**LISTED ENTRIES:**
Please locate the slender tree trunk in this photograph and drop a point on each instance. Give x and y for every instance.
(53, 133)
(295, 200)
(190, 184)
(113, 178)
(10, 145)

**PROBLEM DESCRIPTION:** Using the data above, repeat every line exactly.

**RESULT:**
Please locate the slender tree trunk in this photograph and drop a point on each instance. Give x and y for every instance.
(53, 133)
(295, 200)
(190, 184)
(113, 178)
(10, 145)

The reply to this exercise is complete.